::: PASSAGE :::

I am currently using tiles my 75 gal with my 6 month old Beardie. I did it because i'm a noob at reptiles and wanted no chance of impactation. The only catch is it can be a pain to clean if you don't get "it" before it dries. I never glued mine down and about once a week I removed the tiles completely and put them in the hot shower for half a hour, they come out very clean. Good luck!!


----------



## dracofish (Jul 13, 2003)

I've always used Play Sand with mine and never had any problems with impaction. I actually had a colony a couple years back of several adults and raised out a few clutches of babies before getting out of breeding them (after realizing that it's a definate money and time wasting venture).

The sand seemed the easiest to maintain and least smelling (think of maintaining about 10 different cage setups and having to scoop, spray, and feed twice a day...so being fast was good).

If you have a single Beardie enclosure then the tile thing sounds pretty good.


----------



## CLUSTER ONE (Aug 2, 2006)

i used to have sand but after changing to carpet i will never go back for an animal like a bd (mayby for a less waste producing desert species (scorpion sand boa...)


----------



## Mettle (Dec 29, 2003)

There's no perfect substrate and different people have had varying success with all kinds of things from paper towel and newspaper to various sands and other things all the way back to the slate tiles which seem to be the big popular thing these days.

::: EXTRACTED ENTRIES :::

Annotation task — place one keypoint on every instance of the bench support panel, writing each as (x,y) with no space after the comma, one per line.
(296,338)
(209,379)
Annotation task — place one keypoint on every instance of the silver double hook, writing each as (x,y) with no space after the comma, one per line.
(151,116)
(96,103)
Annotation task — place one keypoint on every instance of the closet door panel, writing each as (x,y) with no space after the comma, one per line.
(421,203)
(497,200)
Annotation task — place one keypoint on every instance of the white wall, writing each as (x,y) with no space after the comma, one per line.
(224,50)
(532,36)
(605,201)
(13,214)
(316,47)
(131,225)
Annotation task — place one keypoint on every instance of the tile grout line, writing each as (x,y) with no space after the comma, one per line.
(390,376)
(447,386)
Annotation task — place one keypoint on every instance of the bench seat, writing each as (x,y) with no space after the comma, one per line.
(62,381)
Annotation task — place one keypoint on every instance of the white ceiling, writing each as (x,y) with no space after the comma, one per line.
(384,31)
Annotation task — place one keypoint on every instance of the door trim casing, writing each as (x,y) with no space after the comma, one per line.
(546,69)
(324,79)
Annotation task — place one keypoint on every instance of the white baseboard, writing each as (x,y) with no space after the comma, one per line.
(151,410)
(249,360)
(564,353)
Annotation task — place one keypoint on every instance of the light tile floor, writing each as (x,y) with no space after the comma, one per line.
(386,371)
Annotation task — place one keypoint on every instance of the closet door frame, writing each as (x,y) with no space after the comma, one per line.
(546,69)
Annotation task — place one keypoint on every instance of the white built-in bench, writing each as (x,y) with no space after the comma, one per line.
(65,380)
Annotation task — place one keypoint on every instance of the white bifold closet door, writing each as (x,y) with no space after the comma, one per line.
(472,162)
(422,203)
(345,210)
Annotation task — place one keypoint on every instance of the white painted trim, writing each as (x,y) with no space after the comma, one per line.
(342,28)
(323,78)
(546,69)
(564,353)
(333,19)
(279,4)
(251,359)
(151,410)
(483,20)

:::

Change "slate tiles" to "ceramic tiles" in the part of the reptile substrate thread that begins at "There's no perfect" and stops after "thing these days.", and write that part out again.

# SOLUTION FOR THIS EXERCISE
There's no perfect substrate and different people have had varying success with all kinds of things from paper towel and newspaper to various sands and other things all the way back to the ceramic tiles which seem to be the big popular thing these days.